### Stored data
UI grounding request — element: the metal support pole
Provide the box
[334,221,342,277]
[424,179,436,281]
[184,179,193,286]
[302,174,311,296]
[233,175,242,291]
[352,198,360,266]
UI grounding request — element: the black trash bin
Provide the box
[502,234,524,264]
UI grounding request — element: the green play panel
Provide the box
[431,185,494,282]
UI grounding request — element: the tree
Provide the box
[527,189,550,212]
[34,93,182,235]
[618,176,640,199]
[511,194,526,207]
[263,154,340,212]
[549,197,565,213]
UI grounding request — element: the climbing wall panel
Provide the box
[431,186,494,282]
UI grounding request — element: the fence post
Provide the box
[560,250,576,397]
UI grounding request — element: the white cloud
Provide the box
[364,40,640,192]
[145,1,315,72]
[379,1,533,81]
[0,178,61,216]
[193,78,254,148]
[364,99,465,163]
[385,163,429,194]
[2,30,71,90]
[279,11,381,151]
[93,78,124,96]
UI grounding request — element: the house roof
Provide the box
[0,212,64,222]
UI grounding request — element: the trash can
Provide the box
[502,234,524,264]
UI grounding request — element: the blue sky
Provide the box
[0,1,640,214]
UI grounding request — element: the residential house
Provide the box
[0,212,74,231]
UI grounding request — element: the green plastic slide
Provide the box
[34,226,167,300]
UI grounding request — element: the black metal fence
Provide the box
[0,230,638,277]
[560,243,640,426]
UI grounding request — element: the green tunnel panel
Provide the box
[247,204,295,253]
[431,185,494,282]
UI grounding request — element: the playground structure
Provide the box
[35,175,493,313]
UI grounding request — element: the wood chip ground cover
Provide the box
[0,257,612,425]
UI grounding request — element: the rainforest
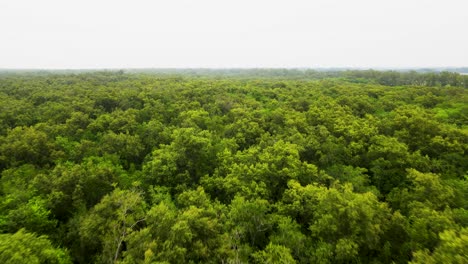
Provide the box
[0,69,468,264]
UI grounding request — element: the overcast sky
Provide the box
[0,0,468,69]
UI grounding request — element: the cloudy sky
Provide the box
[0,0,468,69]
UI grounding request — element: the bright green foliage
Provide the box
[80,189,146,263]
[0,69,468,264]
[410,228,468,264]
[0,229,72,264]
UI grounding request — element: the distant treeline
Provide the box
[0,68,468,88]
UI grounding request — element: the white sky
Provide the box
[0,0,468,69]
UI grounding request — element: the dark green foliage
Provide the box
[0,69,468,264]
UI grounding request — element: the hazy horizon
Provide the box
[0,0,468,70]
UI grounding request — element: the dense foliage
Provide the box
[0,70,468,263]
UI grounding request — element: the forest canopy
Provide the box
[0,69,468,264]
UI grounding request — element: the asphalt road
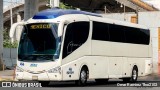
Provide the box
[0,75,160,90]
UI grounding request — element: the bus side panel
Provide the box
[128,58,151,76]
[108,57,124,78]
[62,56,108,80]
[122,57,132,77]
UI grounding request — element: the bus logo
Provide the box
[30,64,37,67]
[67,68,74,74]
[20,62,24,66]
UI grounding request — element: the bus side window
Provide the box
[62,21,89,58]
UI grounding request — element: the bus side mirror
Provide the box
[9,22,24,39]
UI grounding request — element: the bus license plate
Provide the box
[32,76,38,80]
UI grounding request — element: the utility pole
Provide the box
[0,0,3,70]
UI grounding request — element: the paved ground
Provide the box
[0,70,160,90]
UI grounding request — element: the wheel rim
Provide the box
[81,70,87,83]
[133,70,137,80]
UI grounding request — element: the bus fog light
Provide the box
[48,67,61,73]
[16,66,23,72]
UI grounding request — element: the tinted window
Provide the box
[92,22,150,45]
[63,22,89,58]
[125,27,150,45]
[92,22,109,41]
[109,24,125,42]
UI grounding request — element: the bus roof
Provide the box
[33,8,102,19]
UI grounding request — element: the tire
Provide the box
[130,66,138,82]
[95,79,108,84]
[123,66,138,82]
[75,67,88,86]
[39,81,50,87]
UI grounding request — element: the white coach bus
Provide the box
[10,9,152,85]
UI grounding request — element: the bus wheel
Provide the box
[123,66,138,82]
[39,81,50,87]
[95,79,108,84]
[76,67,88,86]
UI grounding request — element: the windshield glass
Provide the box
[18,23,61,61]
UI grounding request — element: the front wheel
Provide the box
[76,68,88,86]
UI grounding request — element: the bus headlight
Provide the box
[16,66,24,72]
[48,67,61,73]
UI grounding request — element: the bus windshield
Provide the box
[18,23,61,61]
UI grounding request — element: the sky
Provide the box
[3,0,160,9]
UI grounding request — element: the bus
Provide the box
[10,9,153,86]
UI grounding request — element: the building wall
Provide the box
[102,13,136,22]
[138,11,160,72]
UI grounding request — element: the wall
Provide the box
[102,12,136,22]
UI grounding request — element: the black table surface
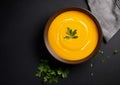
######
**Exercise aim:** Extract every line of the records above word for word, omitting the pictures.

**Solution:**
UI grounding request — element: the metal support pole
Provide the box
[334,221,342,277]
[424,179,436,281]
[184,179,193,286]
[302,174,311,296]
[233,175,242,291]
[352,198,360,266]
UI grounding request — element: the black trash bin
Provide the box
[502,234,524,264]
UI grounding request — element: the green play panel
Provide the box
[431,185,494,282]
UI grounding request — element: the tree
Provide the box
[527,189,550,212]
[34,93,182,235]
[618,176,640,199]
[511,194,526,207]
[263,154,340,212]
[549,197,565,213]
UI grounding request — element: the climbing wall panel
Provide the box
[431,186,494,282]
UI grounding request — element: the fence post
Provide the box
[560,250,576,397]
UI grounding request — element: the white cloud
Provide the box
[364,40,640,192]
[145,1,315,72]
[379,1,533,81]
[0,178,61,216]
[193,78,254,148]
[364,99,465,163]
[385,163,429,194]
[2,30,71,90]
[279,11,381,151]
[93,78,124,96]
UI grounding request — element: the house roof
Provide the box
[0,212,64,222]
UI grounding request — element: the trash can
Provide the box
[502,234,524,264]
UI grounding request — element: the blue sky
Provide the box
[0,1,640,214]
UI grounding request — element: the residential house
Provide the box
[0,212,74,231]
UI grounding request — element: the green plastic slide
Provide the box
[34,226,167,300]
UI grounding request — element: the black metal fence
Provide the box
[0,230,638,277]
[560,243,640,426]
UI grounding request — element: the green tunnel panel
Provide the box
[247,204,295,253]
[431,185,494,282]
UI grounding request — element: the playground structure
Provide the box
[35,175,493,313]
UI grounding request — element: the wood chip ground cover
Provide the box
[0,257,612,425]
UI grounding request — element: the rainforest
Provide the box
[0,69,468,264]
UI grounding request — element: the overcast sky
Provide the box
[0,0,468,69]
UI grounding request — element: the cloudy sky
Provide the box
[0,0,468,69]
UI grounding request — element: the bright green foliage
Provide the box
[80,189,146,263]
[0,69,468,264]
[410,228,468,264]
[0,229,72,264]
UI grounding request — element: the distant treeline
Provide the box
[0,68,468,88]
UI grounding request — element: the white sky
Provide the box
[0,0,468,69]
UI grounding request — element: the dark green foliage
Provide the box
[0,69,468,264]
UI grounding request — element: the hazy horizon
Provide the box
[0,0,468,70]
UI grounding request — element: the dense foliage
Provide the box
[0,70,468,263]
UI grounding request — element: the forest canopy
Provide the box
[0,69,468,264]
UI grounding request — element: the asphalt road
Provide the box
[0,75,160,90]
UI grounding request — element: the bus side panel
Provide the box
[128,58,151,76]
[108,57,124,78]
[62,56,108,80]
[122,57,132,77]
UI grounding request — element: the bus logo
Provide the box
[30,64,37,67]
[67,68,74,74]
[20,62,24,66]
UI grounding request — element: the bus side window
Provide the box
[62,21,89,58]
UI grounding request — element: the bus side mirror
Provide the box
[9,22,24,39]
UI grounding request — element: the bus license plate
Provide the box
[32,76,38,80]
UI grounding request — element: the utility pole
Provide the box
[0,0,3,70]
UI grounding request — element: the paved ground
Provide the box
[0,70,160,90]
UI grounding request — element: the wheel rim
Provide the box
[81,70,87,83]
[133,70,137,80]
UI grounding request — element: the bus fog light
Provide the box
[48,67,61,73]
[16,66,23,72]
UI grounding request — element: the tinted window
Provide the box
[92,22,150,45]
[63,22,89,58]
[125,27,150,45]
[92,22,109,41]
[109,24,125,42]
UI grounding request — element: the bus roof
Provide the box
[33,8,102,19]
UI grounding request — element: the tire
Provide the box
[130,66,138,82]
[95,79,108,84]
[123,66,138,82]
[75,67,88,86]
[39,81,50,87]
UI grounding request — element: the white coach bus
Provide the box
[10,9,152,85]
UI grounding request — element: the bus wheel
Provide the box
[123,66,138,82]
[39,81,50,87]
[95,79,108,84]
[76,67,88,86]
UI grounding request — element: the windshield glass
Provide the box
[18,23,61,61]
UI grounding request — element: the front wheel
Provide the box
[76,68,88,86]
UI grounding request — element: the bus headlight
Provide the box
[16,66,24,72]
[48,67,61,73]
UI grounding request — element: the bus windshield
Provide the box
[18,23,61,61]
UI grounding request — element: the sky
Provide the box
[3,0,160,9]
UI grounding request — element: the bus
Provide the box
[10,9,153,86]
UI grounding request — element: the building wall
Provide the box
[102,13,136,22]
[138,11,160,72]
UI grounding request — element: the wall
Provide the box
[102,12,136,22]
UI grounding request — element: the black table surface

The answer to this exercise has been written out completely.